■ Work to do
Copy the material below line for line, without changing anything. Leave the pictures out of your copy.

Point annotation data

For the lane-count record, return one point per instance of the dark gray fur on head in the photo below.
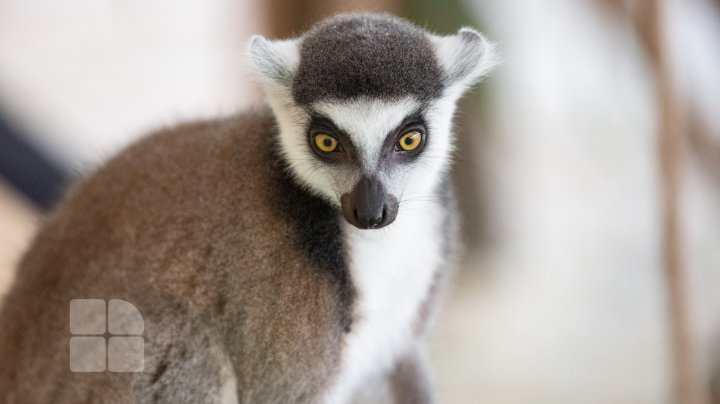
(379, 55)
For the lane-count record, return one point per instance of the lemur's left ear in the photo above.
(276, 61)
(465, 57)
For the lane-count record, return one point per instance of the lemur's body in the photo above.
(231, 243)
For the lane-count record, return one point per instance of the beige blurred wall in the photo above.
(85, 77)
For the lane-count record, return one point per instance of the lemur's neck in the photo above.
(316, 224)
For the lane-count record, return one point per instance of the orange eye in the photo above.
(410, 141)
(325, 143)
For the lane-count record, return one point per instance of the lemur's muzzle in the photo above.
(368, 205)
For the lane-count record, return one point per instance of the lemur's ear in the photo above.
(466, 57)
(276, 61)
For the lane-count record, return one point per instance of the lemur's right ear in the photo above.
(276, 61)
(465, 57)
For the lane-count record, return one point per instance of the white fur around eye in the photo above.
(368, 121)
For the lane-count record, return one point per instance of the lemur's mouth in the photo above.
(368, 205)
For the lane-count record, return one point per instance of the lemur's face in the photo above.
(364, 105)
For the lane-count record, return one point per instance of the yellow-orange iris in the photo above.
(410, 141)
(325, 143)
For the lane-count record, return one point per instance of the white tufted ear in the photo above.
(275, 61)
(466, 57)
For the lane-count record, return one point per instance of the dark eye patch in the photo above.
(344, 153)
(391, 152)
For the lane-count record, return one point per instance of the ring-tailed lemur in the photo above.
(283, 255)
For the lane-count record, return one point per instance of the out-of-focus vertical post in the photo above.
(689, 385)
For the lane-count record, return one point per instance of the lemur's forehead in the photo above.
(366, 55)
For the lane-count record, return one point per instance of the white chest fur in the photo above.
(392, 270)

■ Finished task
For the lane-count record, return one point per instance of the dark gray fur on head in the photo below.
(379, 55)
For the lane-count record, return one point per instance of the lemur's left ear in the photo above.
(276, 61)
(465, 57)
For the lane-count record, return one point per instance of the lemur's body in the photo above.
(231, 243)
For the lane-count record, return one point per instance of the beige blurred wall in the photo above.
(85, 77)
For the lane-count record, return one point per instance of the lemur's neck in the photo above.
(316, 224)
For the lane-count record, return one point per instance of the orange eye in the photo above.
(410, 141)
(325, 143)
For the lane-count record, return one point per instance of the lemur's muzzle in the photo above.
(368, 205)
For the lane-count record, return one point per instance of the lemur's ear in the photo above.
(466, 57)
(276, 61)
For the lane-count record, return one point per instance of the lemur's right ear in the photo above.
(276, 61)
(465, 57)
For the lane-count record, return one point per instance of the white fur around eye in the photo above.
(368, 121)
For the lane-count record, return one point per instance of the lemur's mouth in the photo above.
(368, 205)
For the lane-count record, return one point per instance of the lemur's face in the photo above.
(364, 105)
For the lane-count record, return one point per instance of the yellow-orange iris in the photo above.
(410, 141)
(325, 143)
For the lane-count record, return one point per instance of the white tufted ear in the photo above.
(275, 61)
(466, 57)
For the lane-count record, return one point per instance of the dark eye patch in the photo above.
(344, 153)
(391, 152)
For the lane-count record, return one point per instance of the ring-tailed lemur in the photo above.
(283, 255)
For the lane-count record, return one point per instance of the out-of-focus vertical post in the photo above.
(689, 385)
For the lane-count record, return one point per instance of the lemur's forehead in the photo above.
(366, 55)
For the lane-count record, return one point per instance of the white chest fur in the photo above.
(392, 270)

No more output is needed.